READING TEXT →
** Begin **

10-Recursion

Recursion

Chapter Goals

• To learn to “think recursively”
• To be able to use recursive helper functions
• To understand the relationship between recursion and iteration
• To understand when the use of recursion affects the efficiency of an algorithm
• To analyze problems that are much easier to solve by recursion than by iteration
• To process data with recursive structures using mutual recursion

Topics

1. Triangle numbers
2. Recursive helper functions
3. The efficiency of recursion
4. Permutations
5. Mutual recursion

Recursion

• Recursion is a powerful technique for breaking up complex computational problems into simpler ones.
• The "simpler one" leads to the solution of the whole problem.
• Recursion is often the most natural way of thinking about a problem.
• Some computations are difficult to perform without recursion.

Recursive Functions

• A recursive function is a function that calls itself, reducing the problem a bit on each call:

  void solveIt(the-Problem) {
    . . .
    solveIt(the-Problem-a-bit-reduced);
  }
  

How to think recursively – Triangle of Boxes

• Recursive function example from Chapter 5 to print a triangle of “boxes”

  []
  [][] 
  [][][] 
  [][][][]
  

  void print_triangle(int side_length);
  

Triangle of Boxes Code

void print_triangle(int side_length) {
  if (side_length < 1) { return; }
  print_triangle(side_length - 1);
  for (int i = 0; i < side_length; i++)
  {
    cout << "[]";
  }
  cout << endl;
}

How to think recursively – The Two Key Requirements

• Every recursive call must simplify the task in some way.
• There must be special cases to handle the simplest tasks directly so that the function will stop calling itself.

** End **

LISTED RECORDS →
** Begin **

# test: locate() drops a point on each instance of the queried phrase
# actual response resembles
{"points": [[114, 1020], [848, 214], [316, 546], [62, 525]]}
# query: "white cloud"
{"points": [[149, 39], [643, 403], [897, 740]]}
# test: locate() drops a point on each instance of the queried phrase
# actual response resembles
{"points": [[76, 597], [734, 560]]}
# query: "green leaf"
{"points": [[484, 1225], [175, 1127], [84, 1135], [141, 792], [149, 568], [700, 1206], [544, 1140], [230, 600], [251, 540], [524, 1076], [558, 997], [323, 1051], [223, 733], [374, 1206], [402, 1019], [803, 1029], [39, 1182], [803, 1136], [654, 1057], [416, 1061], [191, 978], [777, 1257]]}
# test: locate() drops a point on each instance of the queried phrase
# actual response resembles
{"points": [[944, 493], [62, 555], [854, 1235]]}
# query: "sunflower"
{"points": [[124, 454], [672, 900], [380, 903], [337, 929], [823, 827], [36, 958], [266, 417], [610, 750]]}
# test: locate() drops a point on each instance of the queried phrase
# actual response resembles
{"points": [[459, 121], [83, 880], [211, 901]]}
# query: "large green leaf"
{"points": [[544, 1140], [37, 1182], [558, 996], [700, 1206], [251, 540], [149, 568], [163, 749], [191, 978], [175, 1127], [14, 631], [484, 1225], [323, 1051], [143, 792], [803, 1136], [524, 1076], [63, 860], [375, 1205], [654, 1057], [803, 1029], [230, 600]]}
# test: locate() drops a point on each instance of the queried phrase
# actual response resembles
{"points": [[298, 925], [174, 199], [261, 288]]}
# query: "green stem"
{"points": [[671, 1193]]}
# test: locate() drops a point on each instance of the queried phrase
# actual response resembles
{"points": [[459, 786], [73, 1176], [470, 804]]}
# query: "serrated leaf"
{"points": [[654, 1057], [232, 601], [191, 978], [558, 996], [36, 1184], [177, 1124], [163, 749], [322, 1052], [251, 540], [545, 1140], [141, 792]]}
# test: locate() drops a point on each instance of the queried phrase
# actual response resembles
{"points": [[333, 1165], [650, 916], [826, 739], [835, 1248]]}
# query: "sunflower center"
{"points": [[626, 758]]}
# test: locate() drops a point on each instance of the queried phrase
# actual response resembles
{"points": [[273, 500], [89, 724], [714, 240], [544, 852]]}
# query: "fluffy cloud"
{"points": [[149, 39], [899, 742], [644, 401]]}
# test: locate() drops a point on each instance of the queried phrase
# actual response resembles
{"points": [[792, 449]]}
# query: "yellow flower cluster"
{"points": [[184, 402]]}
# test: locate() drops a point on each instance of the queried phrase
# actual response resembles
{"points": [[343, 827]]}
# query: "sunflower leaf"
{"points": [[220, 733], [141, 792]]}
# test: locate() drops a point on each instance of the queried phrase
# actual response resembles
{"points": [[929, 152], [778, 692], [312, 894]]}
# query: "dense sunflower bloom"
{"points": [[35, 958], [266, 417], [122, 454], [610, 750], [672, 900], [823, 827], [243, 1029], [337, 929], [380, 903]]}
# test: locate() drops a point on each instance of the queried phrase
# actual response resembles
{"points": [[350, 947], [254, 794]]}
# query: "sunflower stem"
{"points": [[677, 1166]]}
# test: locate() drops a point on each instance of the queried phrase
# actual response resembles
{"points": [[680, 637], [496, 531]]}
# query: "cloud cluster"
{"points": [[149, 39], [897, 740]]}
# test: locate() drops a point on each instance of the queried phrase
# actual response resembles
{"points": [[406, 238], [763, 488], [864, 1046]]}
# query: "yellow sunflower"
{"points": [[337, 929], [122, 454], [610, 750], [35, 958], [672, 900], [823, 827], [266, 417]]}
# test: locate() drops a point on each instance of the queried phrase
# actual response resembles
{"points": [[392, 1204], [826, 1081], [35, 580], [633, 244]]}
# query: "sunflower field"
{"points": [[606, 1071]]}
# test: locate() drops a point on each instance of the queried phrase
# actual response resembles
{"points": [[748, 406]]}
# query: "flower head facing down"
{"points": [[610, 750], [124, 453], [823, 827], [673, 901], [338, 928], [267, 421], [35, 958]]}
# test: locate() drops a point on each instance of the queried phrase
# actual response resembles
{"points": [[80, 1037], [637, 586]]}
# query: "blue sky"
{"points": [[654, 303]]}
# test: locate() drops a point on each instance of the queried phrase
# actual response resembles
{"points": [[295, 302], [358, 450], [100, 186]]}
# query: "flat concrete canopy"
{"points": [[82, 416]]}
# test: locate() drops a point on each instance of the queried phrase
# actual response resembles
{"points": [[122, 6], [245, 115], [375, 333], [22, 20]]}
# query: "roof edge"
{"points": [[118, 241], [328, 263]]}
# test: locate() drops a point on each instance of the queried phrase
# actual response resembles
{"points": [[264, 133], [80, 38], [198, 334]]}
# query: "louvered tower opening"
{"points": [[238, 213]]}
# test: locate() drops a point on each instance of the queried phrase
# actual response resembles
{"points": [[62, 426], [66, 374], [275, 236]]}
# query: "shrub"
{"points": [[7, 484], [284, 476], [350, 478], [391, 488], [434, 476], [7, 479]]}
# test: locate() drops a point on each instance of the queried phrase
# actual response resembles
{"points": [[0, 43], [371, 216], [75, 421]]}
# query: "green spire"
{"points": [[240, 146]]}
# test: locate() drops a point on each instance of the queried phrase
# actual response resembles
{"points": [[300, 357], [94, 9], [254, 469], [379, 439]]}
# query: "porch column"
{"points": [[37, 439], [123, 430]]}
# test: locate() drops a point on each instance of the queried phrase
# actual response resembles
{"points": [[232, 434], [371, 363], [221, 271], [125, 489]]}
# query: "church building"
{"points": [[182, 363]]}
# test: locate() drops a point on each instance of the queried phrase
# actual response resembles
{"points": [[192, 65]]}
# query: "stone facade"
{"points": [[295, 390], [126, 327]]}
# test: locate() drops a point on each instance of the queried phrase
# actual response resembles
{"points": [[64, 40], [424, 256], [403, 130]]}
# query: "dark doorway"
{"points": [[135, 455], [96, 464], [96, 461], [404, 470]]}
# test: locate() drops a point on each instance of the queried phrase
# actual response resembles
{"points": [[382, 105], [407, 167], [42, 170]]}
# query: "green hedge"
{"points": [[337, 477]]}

** End **

STATED EXERCISE →
Quote the passage of the recursion text that starts with the words "1. Triangle numbers" and ends after the words "into simpler ones.".

RESULT OF THE TASK →
1. Triangle numbers
2. Recursive helper functions
3. The efficiency of recursion
4. Permutations
5. Mutual recursion

Recursion

• Recursion is a powerful technique for breaking up complex computational problems into simpler ones.